● JOB: Change every "Isolate" to "Outline" in the items below and leave everything else unchanged.

● RAW DATA:
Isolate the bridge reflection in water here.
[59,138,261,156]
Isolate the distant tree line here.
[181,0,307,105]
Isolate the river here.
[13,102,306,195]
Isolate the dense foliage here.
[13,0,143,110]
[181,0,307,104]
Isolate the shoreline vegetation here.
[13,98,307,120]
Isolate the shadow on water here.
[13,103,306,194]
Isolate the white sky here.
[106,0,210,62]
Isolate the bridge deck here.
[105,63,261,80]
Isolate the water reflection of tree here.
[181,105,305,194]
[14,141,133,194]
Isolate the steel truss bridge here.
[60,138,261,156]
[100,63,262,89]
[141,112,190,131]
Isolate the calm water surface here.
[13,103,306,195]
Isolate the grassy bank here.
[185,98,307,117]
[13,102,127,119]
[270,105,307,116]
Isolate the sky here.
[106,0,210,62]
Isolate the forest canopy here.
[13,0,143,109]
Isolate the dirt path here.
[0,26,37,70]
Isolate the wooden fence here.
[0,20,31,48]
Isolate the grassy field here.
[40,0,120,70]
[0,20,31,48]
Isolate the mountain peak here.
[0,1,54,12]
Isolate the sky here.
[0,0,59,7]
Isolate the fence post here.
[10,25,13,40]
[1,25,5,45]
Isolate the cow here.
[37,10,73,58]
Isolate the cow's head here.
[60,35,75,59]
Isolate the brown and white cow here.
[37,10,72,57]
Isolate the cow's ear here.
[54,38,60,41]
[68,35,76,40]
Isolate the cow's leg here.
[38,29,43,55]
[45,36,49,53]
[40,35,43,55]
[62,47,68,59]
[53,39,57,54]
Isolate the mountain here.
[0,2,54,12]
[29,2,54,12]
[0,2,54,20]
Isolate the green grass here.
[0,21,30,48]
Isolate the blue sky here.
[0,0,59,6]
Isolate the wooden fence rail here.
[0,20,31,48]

● RIGHT ANSWER:
Outline the bridge reflection in water here.
[59,138,261,156]
Outline the distant tree line here.
[181,0,307,105]
Outline the river here.
[13,102,306,195]
Outline the dense foliage here.
[13,0,143,110]
[181,0,307,104]
Outline the shoreline vegetation here.
[13,98,307,120]
Outline the shadow on water here.
[13,103,306,194]
Outline the white sky here.
[106,0,210,62]
Outline the bridge deck here.
[105,63,261,80]
Outline the water reflection of tree here.
[181,105,305,194]
[14,141,133,194]
Outline the steel truss bridge here.
[60,138,261,156]
[100,63,262,89]
[141,112,190,131]
Outline the calm water surface here.
[13,103,306,195]
Outline the grassy bank here.
[185,98,307,117]
[13,102,127,119]
[270,105,307,116]
Outline the sky here.
[106,0,210,62]
Outline the forest canopy here.
[13,0,143,109]
Outline the dirt path here.
[0,26,37,70]
Outline the wooden fence here.
[0,20,31,48]
Outline the grassy field here.
[40,0,120,70]
[0,20,31,48]
Outline the mountain peak here.
[0,1,54,12]
Outline the sky here.
[0,0,59,7]
Outline the fence post here.
[10,25,13,40]
[1,25,5,45]
Outline the cow here.
[37,10,73,58]
Outline the cow's head here.
[60,35,75,59]
Outline the brown and white cow here.
[37,10,72,57]
Outline the cow's ear here.
[54,38,60,41]
[68,35,76,40]
Outline the cow's leg here.
[38,29,43,55]
[45,36,49,53]
[40,35,43,55]
[62,47,68,59]
[53,39,57,54]
Outline the mountain here.
[0,2,54,12]
[29,2,54,12]
[0,2,54,20]
Outline the green grass here.
[0,21,30,48]
Outline the blue sky here.
[0,0,59,6]
Outline the wooden fence rail here.
[0,20,31,48]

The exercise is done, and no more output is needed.